▸ Texto de origem:
***

Penso que é importante fazer isto, por que você não está falando só para nós, senão
que também fala para aqueles que virão nos séculos futuros e para quem tudo isto
será uma realidade. Por exemplo, consideremos o papel do professor, hoje em
dia. Você pode adquirir um pequeno computador, lhe colocar uma cinta magnética,
e o computador se comunicará com você em francês. Se introduzir outra cinta, se
comunicará fluida e instantaneamente em árabe, japonês ou o idioma que for. Suponhamos
que a cinta pudesse ser colocada no cérebro humano; o problema é tão só a
interface entre o cérebro e a cinta, por que o cérebro funciona como um
circuito elétrico. A pergunta é: O que ocorre, então, com o papel do professor?
O
seguinte ponto é que, nas sociedades ricas, devido ao tremendo acréscimo dos
artefatos materiais como os automóveis ou lavadoras, o corpo tem se
deteriorado. Bem, agora, visto que mais e mais funções mentais vão ser
assumidas pelo computador, a mente sofrerá uma deterioração não só no nível do
que você fala, mas sim, inclusive, em seu funcionamento corrente. Vejo isto
como um enorme problema. Como se pode fazer frente a este problema no mundo que
se move nessa direção?
K: Se a aprendizagem pode ser instantânea, digamos, por exemplo, se posso
ser um poliglota quando desperto pela manhã, então, qual é a função do cérebro?
Qual é a função do ser humano?
Pupul Jayakar (PJ): O problema, não é o caso, saber em que consiste a
qualidade do humano? Separado de tudo isto, o que vai ocorrer com o ser humano?
K: Aparentemente, um ser humano tal como é, consiste em uma massa de
conhecimentos acumulados e em reações de acordo com esses conhecimentos. Vocês
estariam de acordo com isso? Se a máquina, ou o computador, vai se encarregar
de tudo isso, o que vai ser, então, o
homem, o ser humano? E, qual é, então, a função de uma escola? Por favor,
pensem a fundo sobre isto. Não é algo que requeira uma resposta rápida. Isto é tremendamente
sério. O que é um ser humano se seus medos, seus sofrimentos, suas ansiedades,
se eliminam mediante substâncias químicas ou implantando-lhe algum circuito
elétrico? Então, que sou eu? Não creio que captemos isto em sua totalidade.
PJ: Se você toma um forte tranquilizante, suas ansiedades desaparecem
temporariamente. Isso é indiscutível. Mas se se pode reproduzir por clonagem,
pode se fazer de tudo. Em tudo isto há algo que estamos passando por cima.
Parece-me que não estamos chegando a questão central. Há algo mais envolvido em
tudo isto.
K: Olhe Pupul, se minhas ansiedades, se meus medos e meus sofrimentos
podem ser aliviados e pode meu prazer ser aumentado, pergunto: O que é, então, um
ser humano? O que é nossa mente?
Achyut Patwardhan (AP): Entendo se digo que, enquanto por um lado o homem tem
desenvolvido estas capacidades extraordinárias, há também um processo
correspondente de deterioração mental, o qual é um efeito secundário da
supermecanização?

***

▸ Detalhes do exercício: Você pode prosseguir o diálogo sobre o computador e a mente humana a partir da última pergunta de Achyut Patwardhan? Os registros são um material à parte, sem ligação com o texto.

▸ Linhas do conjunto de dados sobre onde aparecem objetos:
***

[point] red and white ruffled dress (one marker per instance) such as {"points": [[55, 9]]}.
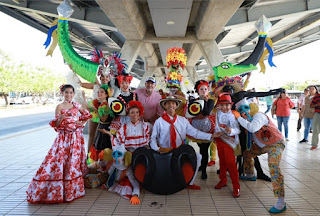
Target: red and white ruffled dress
{"points": [[132, 136], [60, 176]]}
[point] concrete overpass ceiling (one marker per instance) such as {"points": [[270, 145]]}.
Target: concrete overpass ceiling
{"points": [[170, 19], [184, 23]]}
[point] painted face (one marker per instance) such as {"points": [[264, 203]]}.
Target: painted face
{"points": [[102, 94], [134, 114], [68, 94], [203, 90], [170, 106], [173, 90], [117, 157], [244, 110], [104, 79], [225, 107], [150, 86], [124, 86]]}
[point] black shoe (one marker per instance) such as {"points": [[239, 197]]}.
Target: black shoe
{"points": [[264, 177], [304, 140], [204, 175]]}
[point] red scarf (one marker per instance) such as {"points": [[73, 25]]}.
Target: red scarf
{"points": [[173, 134]]}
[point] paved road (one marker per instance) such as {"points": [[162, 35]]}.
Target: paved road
{"points": [[16, 124]]}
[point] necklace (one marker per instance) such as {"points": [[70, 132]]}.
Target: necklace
{"points": [[125, 93], [67, 101]]}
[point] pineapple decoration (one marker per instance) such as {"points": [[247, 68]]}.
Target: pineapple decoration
{"points": [[176, 61]]}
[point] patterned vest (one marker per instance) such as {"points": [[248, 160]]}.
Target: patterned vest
{"points": [[269, 134]]}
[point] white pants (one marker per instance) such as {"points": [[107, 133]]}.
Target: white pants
{"points": [[199, 157]]}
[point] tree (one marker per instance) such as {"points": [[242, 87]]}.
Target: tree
{"points": [[7, 75], [16, 77]]}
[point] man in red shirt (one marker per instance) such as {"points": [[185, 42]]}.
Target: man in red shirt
{"points": [[315, 121]]}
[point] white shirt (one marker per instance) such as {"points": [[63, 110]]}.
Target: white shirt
{"points": [[135, 136], [258, 121], [161, 132]]}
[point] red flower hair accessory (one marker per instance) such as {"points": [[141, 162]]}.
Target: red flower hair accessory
{"points": [[126, 78], [201, 83], [61, 88], [135, 104]]}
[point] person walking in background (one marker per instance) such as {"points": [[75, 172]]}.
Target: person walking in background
{"points": [[315, 121], [269, 101], [300, 104], [307, 112], [283, 105]]}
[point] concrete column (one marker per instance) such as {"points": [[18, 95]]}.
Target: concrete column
{"points": [[211, 52], [193, 74], [130, 51], [148, 73]]}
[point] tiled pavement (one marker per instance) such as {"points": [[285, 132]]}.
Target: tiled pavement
{"points": [[21, 155]]}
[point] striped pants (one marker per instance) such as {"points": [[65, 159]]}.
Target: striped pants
{"points": [[274, 157]]}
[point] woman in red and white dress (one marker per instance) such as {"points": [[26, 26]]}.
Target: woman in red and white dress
{"points": [[60, 176], [134, 134]]}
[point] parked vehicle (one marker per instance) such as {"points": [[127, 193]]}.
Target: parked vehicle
{"points": [[21, 100]]}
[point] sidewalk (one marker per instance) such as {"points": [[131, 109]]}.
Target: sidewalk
{"points": [[19, 110], [21, 156]]}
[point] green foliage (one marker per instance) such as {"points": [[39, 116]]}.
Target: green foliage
{"points": [[300, 86], [26, 78]]}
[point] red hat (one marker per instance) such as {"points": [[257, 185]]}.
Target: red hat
{"points": [[224, 99], [126, 78], [136, 104]]}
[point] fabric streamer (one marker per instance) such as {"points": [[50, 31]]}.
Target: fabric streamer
{"points": [[268, 50], [52, 33]]}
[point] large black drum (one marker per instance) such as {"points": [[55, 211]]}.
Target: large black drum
{"points": [[165, 173]]}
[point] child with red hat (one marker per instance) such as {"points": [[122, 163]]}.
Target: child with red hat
{"points": [[226, 136]]}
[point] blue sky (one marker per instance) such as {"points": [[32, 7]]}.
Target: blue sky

***

▸ Resposta ao exercício:
AC: Se você possui um automóvel e por isso deixa de caminhar, seu corpo se
deteriorará. De igual modo, se o computador se ocupa das funções mentais, a
mente se deteriorará. Isso é, exatamente, o que quero dizer.
K: Não creio que compreendamos a profundidade do que está ocorrendo. Discutimos
sobre se isso poderia ocorrer. Isso vai
ocorrer. Então, o que somos nós? O que é um ser humano? E depois, quando o
computador — uso a palavra “computador” para incluir os produtos químicos e
tudo mais — se ocupar completamente de nós e já não exercitarmos nossos cérebros,
estes se deteriorarão fisicamente. A pergunta é: Como impediremos isso? O que
faremos? Devemos exercitar nossos cérebros. Atualmente, o cérebro se exercita
por causa da dor, do prazer, do sofrimento, da ansiedade e de todas essas coisas.
Funciona por meio delas. Mas quando a máquina e os produtos químicos se
ocuparem, o cérebro deixará de trabalhar. E se não trabalha, se deteriorará.
Podemos
começar com a hipótese de que estas coisas vão acontecer, gostemos ou não? De
fato, estão acontecendo justamente agora. A menos que estejamos cegos ou
desinformados — e o estamos — sabemos a respeito. Investiguemos, pois, se a
mente pode, em modo algum, sobreviver privando-a de seus problemas, seja
quimicamente ou por meio do computador.
AP: Há um ponto que não tenho claro. Em cada ser humano existe um
sentimento de um vazio que é necessário ser preenchido.
K: Será preenchido pelos produtos químicos.
AP: Não pode ser preenchido; não, senhor.
K: Oh, sim, pode sê-lo.
AP: Eu questiono isso. Há um vazio estranho em todos os seres humanos.
Radha Burnier (RB): O que disse Krishnaji é que haverá outras formas de
LSD, outras drogas sem os efeitos secundários, as que preencheram essa brecha.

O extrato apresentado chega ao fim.